** Start of Stored data **

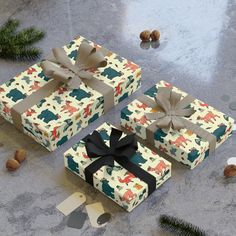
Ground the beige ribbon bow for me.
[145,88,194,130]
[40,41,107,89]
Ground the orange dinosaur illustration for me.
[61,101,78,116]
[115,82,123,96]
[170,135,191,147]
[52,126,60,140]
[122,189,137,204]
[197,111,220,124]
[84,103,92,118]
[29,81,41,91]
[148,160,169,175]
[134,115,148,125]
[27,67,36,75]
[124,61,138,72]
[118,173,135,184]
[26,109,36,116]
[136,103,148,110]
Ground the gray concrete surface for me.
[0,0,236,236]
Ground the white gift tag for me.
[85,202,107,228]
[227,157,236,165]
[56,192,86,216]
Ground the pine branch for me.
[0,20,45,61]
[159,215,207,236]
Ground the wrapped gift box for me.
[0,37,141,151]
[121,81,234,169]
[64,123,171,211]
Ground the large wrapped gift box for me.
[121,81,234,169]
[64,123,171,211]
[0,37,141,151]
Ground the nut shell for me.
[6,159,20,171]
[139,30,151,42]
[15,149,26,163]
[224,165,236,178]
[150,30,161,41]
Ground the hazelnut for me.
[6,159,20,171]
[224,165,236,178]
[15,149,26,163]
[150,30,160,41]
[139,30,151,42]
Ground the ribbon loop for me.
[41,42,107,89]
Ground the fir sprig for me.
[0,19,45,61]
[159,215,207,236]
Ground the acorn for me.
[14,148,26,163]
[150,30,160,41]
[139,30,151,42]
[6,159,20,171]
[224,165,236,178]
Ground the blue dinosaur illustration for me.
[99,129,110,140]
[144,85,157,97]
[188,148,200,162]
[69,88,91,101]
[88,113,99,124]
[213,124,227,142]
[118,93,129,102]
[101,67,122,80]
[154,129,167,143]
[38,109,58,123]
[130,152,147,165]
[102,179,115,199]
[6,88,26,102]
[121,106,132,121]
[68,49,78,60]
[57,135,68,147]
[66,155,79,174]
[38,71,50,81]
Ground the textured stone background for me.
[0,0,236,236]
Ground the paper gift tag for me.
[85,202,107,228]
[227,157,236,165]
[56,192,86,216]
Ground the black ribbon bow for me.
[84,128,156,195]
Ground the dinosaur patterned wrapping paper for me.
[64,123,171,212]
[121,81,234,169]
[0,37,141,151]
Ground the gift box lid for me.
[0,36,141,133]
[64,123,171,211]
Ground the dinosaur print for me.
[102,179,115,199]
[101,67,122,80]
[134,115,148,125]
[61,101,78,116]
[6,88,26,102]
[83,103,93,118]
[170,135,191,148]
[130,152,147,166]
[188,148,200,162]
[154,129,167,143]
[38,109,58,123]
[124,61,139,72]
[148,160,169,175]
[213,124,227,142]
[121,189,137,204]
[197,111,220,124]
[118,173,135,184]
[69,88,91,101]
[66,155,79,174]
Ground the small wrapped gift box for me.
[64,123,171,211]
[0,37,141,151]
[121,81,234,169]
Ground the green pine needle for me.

** End of Stored data **

Could you transcribe every row above verbatim, leaving out the pictures?

*Final result*:
Ground the beige ribbon bow for me.
[145,88,194,130]
[40,41,107,89]
Ground the orange dinosaur illustration for me.
[61,101,78,116]
[115,82,123,96]
[170,135,191,147]
[52,126,60,140]
[122,189,137,204]
[197,111,220,124]
[84,103,92,118]
[29,81,41,91]
[148,160,169,175]
[134,115,148,125]
[27,67,36,75]
[124,61,138,72]
[118,173,135,184]
[26,109,36,116]
[136,103,148,110]
Ground the gray concrete surface for me.
[0,0,236,236]
Ground the white gift tag for me.
[85,202,107,228]
[227,157,236,165]
[56,192,86,216]
Ground the pine branch for me.
[0,20,45,61]
[159,215,207,236]
Ground the wrapped gift box for me.
[0,37,141,151]
[121,81,234,169]
[64,123,171,211]
Ground the large wrapped gift box for me.
[121,81,234,169]
[64,123,171,211]
[0,37,141,151]
Ground the nut shell for me.
[6,159,20,171]
[139,30,151,42]
[15,149,26,163]
[224,165,236,178]
[150,30,161,41]
Ground the hazelnut for me.
[6,159,20,171]
[224,165,236,178]
[15,149,26,163]
[150,30,160,41]
[139,30,151,42]
Ground the ribbon loop for me.
[41,42,107,89]
Ground the fir sprig for me.
[0,19,45,61]
[159,215,207,236]
Ground the acorn for me.
[14,148,26,163]
[150,30,160,41]
[139,30,151,42]
[6,159,20,171]
[224,165,236,178]
Ground the blue dinosaur illustration for me.
[99,129,110,140]
[144,85,157,97]
[188,148,200,162]
[69,88,91,101]
[88,113,99,124]
[213,124,227,142]
[118,93,129,102]
[101,67,122,80]
[154,129,167,143]
[38,109,58,123]
[130,152,147,165]
[102,179,115,199]
[6,88,26,102]
[121,106,132,121]
[68,49,78,60]
[57,135,68,147]
[66,155,79,174]
[38,71,50,81]
Ground the textured stone background for me.
[0,0,236,236]
Ground the paper gift tag for me.
[85,202,107,228]
[227,157,236,165]
[56,192,86,216]
Ground the black ribbon bow for me.
[84,128,156,195]
Ground the dinosaur patterned wrapping paper for me.
[64,123,171,212]
[121,81,234,169]
[0,37,141,151]
Ground the gift box lid for me.
[0,36,141,133]
[64,123,171,211]
Ground the dinosaur print for me.
[102,179,115,199]
[101,67,122,80]
[134,115,148,125]
[61,101,78,116]
[6,88,26,102]
[83,103,93,118]
[170,135,191,148]
[130,152,147,166]
[188,148,200,162]
[154,129,167,143]
[38,109,58,123]
[124,61,139,72]
[148,160,169,175]
[213,124,227,142]
[121,189,137,204]
[197,111,220,124]
[118,173,135,184]
[69,88,91,101]
[66,155,79,174]
Ground the small wrapped gift box for me.
[64,123,171,211]
[0,37,141,151]
[121,81,234,169]
Ground the green pine needle for me.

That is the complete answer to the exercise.